ASSIGNMENT:
Apart from the pictures, every part of the records below gets retyped exactly.

== Segment start ==

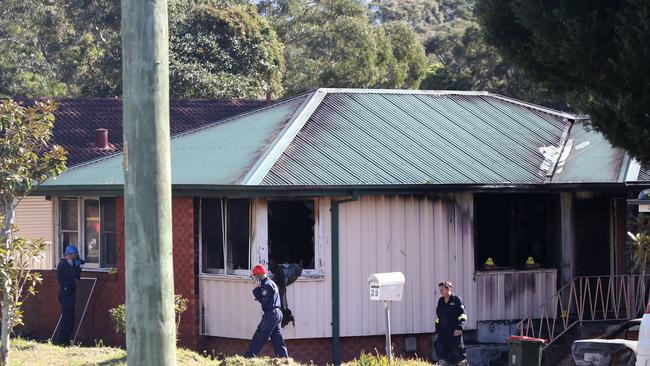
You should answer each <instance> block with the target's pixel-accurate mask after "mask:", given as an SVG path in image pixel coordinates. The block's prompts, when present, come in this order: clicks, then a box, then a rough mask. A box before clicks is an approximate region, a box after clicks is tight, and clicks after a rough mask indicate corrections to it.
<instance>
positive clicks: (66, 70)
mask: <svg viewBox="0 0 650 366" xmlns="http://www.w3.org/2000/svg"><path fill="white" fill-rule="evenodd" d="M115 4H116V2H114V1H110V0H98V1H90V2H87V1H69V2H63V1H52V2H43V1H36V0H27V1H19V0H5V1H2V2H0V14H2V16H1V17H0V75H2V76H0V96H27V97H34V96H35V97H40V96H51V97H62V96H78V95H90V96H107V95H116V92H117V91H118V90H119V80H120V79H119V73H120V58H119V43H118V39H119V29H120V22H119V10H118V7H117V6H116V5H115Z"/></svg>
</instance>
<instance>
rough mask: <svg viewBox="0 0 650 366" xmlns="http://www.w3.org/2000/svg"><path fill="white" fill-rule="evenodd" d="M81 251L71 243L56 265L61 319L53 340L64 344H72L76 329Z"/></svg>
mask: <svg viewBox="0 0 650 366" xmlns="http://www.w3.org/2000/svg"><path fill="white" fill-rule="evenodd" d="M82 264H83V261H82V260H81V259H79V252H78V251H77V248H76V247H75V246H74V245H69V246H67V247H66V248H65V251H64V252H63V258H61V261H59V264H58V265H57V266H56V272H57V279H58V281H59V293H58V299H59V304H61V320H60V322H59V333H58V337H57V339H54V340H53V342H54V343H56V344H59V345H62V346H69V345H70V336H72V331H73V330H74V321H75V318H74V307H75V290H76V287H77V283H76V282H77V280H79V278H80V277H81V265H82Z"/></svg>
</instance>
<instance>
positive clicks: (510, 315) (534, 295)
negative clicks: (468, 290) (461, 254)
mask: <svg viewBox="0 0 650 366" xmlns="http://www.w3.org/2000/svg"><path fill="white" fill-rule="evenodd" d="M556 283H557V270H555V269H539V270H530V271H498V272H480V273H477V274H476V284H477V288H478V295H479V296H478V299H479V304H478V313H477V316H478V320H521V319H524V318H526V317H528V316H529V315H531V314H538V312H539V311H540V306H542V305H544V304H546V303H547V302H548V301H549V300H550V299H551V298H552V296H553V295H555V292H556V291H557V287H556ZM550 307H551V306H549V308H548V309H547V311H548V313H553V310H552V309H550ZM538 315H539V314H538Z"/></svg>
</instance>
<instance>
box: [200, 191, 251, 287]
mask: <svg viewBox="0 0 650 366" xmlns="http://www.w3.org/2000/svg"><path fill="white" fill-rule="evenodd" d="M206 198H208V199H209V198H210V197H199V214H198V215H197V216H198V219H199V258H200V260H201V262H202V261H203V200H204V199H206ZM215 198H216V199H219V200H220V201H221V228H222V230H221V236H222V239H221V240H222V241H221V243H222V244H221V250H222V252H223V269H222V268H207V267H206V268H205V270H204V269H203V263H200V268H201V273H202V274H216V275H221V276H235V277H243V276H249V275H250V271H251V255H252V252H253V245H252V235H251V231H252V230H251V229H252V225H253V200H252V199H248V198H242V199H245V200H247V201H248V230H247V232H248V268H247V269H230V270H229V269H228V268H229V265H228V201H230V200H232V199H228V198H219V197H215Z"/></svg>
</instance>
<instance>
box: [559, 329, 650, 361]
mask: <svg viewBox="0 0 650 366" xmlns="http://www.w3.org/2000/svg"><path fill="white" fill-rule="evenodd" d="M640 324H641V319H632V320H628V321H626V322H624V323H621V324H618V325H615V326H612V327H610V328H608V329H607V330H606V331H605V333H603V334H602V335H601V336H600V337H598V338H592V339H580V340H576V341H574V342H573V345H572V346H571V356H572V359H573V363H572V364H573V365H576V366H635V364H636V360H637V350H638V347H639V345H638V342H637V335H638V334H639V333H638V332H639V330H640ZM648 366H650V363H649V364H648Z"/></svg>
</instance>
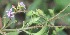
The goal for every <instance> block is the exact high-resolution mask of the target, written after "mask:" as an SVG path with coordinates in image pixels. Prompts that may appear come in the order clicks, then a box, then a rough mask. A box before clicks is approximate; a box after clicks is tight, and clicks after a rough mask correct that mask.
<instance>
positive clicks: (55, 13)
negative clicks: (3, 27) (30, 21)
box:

== Segment end ==

WORKED SOLUTION:
You should answer each <instance> block with the target's pixel-accurate mask after "mask:", given as an SVG path in image pixel coordinates. The block's prompts, when present, come in this order: clicks, then a box, then a rough mask. A box before clicks is an approximate region, a box after clicks is tight, and clicks after a rough mask indicate corrections to it.
<instance>
positive clicks: (66, 70)
mask: <svg viewBox="0 0 650 366" xmlns="http://www.w3.org/2000/svg"><path fill="white" fill-rule="evenodd" d="M115 4H116V2H114V1H110V0H98V1H90V2H87V1H69V2H63V1H52V2H43V1H36V0H27V1H19V0H5V1H2V2H0V14H2V16H1V17H0V75H2V76H0V96H27V97H34V96H35V97H40V96H51V97H62V96H78V95H90V96H107V95H116V92H117V91H118V90H119V80H120V79H119V73H120V58H119V43H118V39H119V29H120V22H119V10H118V7H117V6H116V5H115Z"/></svg>
</instance>
<instance>
rough mask: <svg viewBox="0 0 650 366" xmlns="http://www.w3.org/2000/svg"><path fill="white" fill-rule="evenodd" d="M81 251L71 243L56 265L61 319L53 340L64 344H72L76 329Z"/></svg>
mask: <svg viewBox="0 0 650 366" xmlns="http://www.w3.org/2000/svg"><path fill="white" fill-rule="evenodd" d="M82 264H83V261H82V260H81V259H79V252H78V251H77V248H76V247H75V246H74V245H69V246H67V247H66V248H65V251H64V252H63V258H61V261H59V264H58V265H57V266H56V272H57V279H58V281H59V293H58V299H59V304H61V320H60V322H59V333H58V337H57V339H54V340H53V342H54V343H56V344H59V345H62V346H69V345H70V336H72V331H73V330H74V321H75V318H74V307H75V290H76V287H77V283H76V282H77V280H79V278H80V277H81V265H82Z"/></svg>
</instance>
<instance>
positive clicks: (510, 315) (534, 295)
negative clicks: (468, 290) (461, 254)
mask: <svg viewBox="0 0 650 366" xmlns="http://www.w3.org/2000/svg"><path fill="white" fill-rule="evenodd" d="M556 283H557V270H555V269H539V270H530V271H498V272H480V273H477V274H476V284H477V288H478V295H479V296H478V299H479V304H478V313H477V316H478V320H521V319H524V318H526V317H528V316H529V315H531V314H538V312H539V311H540V306H542V305H544V304H546V303H547V302H548V301H549V300H550V299H551V298H552V296H553V295H555V292H556V291H557V287H556ZM550 307H551V306H549V308H548V309H547V311H548V313H553V310H552V309H550ZM538 315H539V314H538Z"/></svg>
</instance>
<instance>
box: [200, 191, 251, 287]
mask: <svg viewBox="0 0 650 366" xmlns="http://www.w3.org/2000/svg"><path fill="white" fill-rule="evenodd" d="M206 198H208V199H209V198H210V197H199V214H198V215H197V216H198V219H199V258H200V260H201V262H202V261H203V200H204V199H206ZM215 198H216V199H219V200H220V201H221V228H222V230H221V236H222V239H221V240H222V241H221V243H222V244H221V250H222V252H223V269H222V268H207V267H206V268H205V270H204V269H203V263H200V268H201V273H202V274H216V275H221V276H235V277H243V276H249V275H250V271H251V255H252V252H253V245H252V235H251V231H252V230H251V229H252V225H253V200H252V199H248V198H242V199H245V200H247V201H248V230H247V232H248V268H247V269H230V270H229V269H228V268H229V265H228V201H230V200H232V199H228V198H219V197H215Z"/></svg>
</instance>
<instance>
box: [559, 329, 650, 361]
mask: <svg viewBox="0 0 650 366" xmlns="http://www.w3.org/2000/svg"><path fill="white" fill-rule="evenodd" d="M640 324H641V319H632V320H628V321H626V322H624V323H621V324H618V325H615V326H612V327H610V328H608V329H607V330H606V331H605V333H603V334H602V335H601V336H600V337H598V338H592V339H580V340H576V341H574V342H573V345H572V346H571V356H572V359H573V363H572V364H573V365H576V366H635V364H636V360H637V350H638V347H639V345H638V342H637V335H638V334H639V333H638V332H639V330H640ZM648 366H650V363H649V364H648Z"/></svg>
</instance>
The goal for every <instance> block is the exact high-resolution mask of the target, written after "mask:" as an SVG path with coordinates in image pixels. Prompts that may appear come in the order clicks, then a box, then a rough mask. A box before clicks is approximate; a box after clicks is tight, and clicks after a rough mask correct that mask.
<instance>
positive clicks: (55, 13)
negative clicks: (3, 27) (30, 21)
box:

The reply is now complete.